> Entries supplied:
------------------------------------------------

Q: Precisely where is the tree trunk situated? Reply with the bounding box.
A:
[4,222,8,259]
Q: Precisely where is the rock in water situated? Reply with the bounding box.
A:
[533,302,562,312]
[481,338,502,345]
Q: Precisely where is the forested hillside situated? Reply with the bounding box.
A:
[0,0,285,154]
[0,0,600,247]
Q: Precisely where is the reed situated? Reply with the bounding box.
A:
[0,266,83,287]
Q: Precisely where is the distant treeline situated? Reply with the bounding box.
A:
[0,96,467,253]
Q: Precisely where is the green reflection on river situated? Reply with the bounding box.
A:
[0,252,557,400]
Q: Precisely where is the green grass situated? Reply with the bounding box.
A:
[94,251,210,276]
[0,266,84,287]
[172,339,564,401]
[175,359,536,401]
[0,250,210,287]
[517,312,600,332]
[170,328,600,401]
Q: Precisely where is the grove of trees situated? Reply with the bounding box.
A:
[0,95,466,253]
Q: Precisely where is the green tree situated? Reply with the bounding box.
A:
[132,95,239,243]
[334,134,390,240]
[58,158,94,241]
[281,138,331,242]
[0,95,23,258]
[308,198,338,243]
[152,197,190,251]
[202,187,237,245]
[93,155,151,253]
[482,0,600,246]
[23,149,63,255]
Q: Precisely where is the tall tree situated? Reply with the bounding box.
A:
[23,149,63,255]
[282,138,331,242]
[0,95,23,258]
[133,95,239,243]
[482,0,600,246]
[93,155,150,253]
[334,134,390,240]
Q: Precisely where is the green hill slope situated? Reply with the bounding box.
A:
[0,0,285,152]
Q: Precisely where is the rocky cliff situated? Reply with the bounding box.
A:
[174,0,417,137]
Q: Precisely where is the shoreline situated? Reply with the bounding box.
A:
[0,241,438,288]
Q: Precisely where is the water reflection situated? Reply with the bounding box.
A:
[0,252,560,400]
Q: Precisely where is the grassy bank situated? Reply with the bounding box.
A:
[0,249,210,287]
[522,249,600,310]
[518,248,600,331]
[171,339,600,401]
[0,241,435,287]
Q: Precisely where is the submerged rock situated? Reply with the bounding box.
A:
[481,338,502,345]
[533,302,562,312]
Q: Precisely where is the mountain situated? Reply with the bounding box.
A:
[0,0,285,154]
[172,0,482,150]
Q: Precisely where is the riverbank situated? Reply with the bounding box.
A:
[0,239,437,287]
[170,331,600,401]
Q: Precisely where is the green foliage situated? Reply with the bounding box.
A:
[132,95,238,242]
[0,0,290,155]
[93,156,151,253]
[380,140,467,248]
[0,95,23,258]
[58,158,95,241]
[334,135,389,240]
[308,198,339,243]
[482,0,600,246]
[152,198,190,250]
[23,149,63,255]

------------------------------------------------

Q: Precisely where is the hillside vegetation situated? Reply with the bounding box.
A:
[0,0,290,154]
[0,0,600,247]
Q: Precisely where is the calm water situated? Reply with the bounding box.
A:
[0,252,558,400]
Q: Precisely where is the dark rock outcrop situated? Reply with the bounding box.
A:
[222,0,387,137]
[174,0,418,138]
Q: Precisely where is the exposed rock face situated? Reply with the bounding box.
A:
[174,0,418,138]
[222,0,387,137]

------------------------------------------------

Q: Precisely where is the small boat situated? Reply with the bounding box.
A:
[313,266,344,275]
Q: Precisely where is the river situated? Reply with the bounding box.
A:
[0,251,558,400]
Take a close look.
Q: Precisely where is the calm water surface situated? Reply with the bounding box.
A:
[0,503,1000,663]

------------------------------------------------

Update the lines starting at the one containing "Q: Precisely where is the tree" and ending at the one containing "[172,0,482,150]", replacing "situated" with "located" and leaving everything else the same.

Q: Precisely where is the tree trunk located? Reply with the bounding box.
A:
[4,222,8,259]
Q: Precisely where is the rock in water located? Reply with the bounding box.
A:
[533,302,562,312]
[481,338,502,345]
Q: Precisely where is the forested hillside located? Reply with the bounding box.
A:
[0,0,285,154]
[0,0,600,247]
Q: Precisely where is the reed located? Reply with the bounding box.
A:
[0,266,83,287]
Q: Precisely where is the distant treeline located? Reply with the bounding box.
A:
[0,96,467,253]
Q: Precisely where is the green reflection on river located? Reply with the bounding box.
A:
[0,252,557,400]
Q: Precisely where is the green grass located? Reply with the bounding box.
A:
[94,251,210,276]
[0,266,84,287]
[172,339,564,401]
[175,359,536,401]
[0,250,210,287]
[517,312,600,332]
[170,328,600,401]
Q: Precisely where is the grove of trees located? Reply with the bounding box.
A:
[0,95,466,253]
Q: Precisely where is the green tree located? Reply with the bounding box.
A:
[132,95,239,243]
[334,134,390,240]
[58,158,94,241]
[281,138,331,242]
[0,95,23,258]
[308,198,338,243]
[152,197,190,251]
[202,187,237,245]
[93,155,151,253]
[482,0,600,246]
[23,149,63,255]
Q: Precisely where is the tall tree located? Reply with the bounding box.
A:
[23,149,63,255]
[282,138,331,242]
[0,95,23,258]
[133,95,239,243]
[482,0,600,246]
[93,155,150,253]
[334,134,390,240]
Q: Precisely where is the green hill slope located? Reply with the bounding box.
A:
[0,0,285,152]
Q: Precisely where is the rocky cliff located? Reply with the bounding box.
A:
[174,0,417,137]
Q: Precisely where is the shoreline located? Reply with the bounding box.
A:
[0,241,438,288]
Q: Precisely where is the water reflection located? Reply with the bounding box.
A:
[0,252,560,400]
Q: Precisely where is the grassy bank located? Reply with the bounding box.
A:
[0,249,210,287]
[522,249,600,310]
[518,248,600,331]
[171,339,600,401]
[0,241,435,287]
Q: Precisely where is the submerged rock located? Reply with the bounding box.
A:
[481,338,502,345]
[533,302,562,312]
Q: Precisely where is the mountain located? Reply with the bounding box.
A:
[0,0,285,154]
[172,0,482,150]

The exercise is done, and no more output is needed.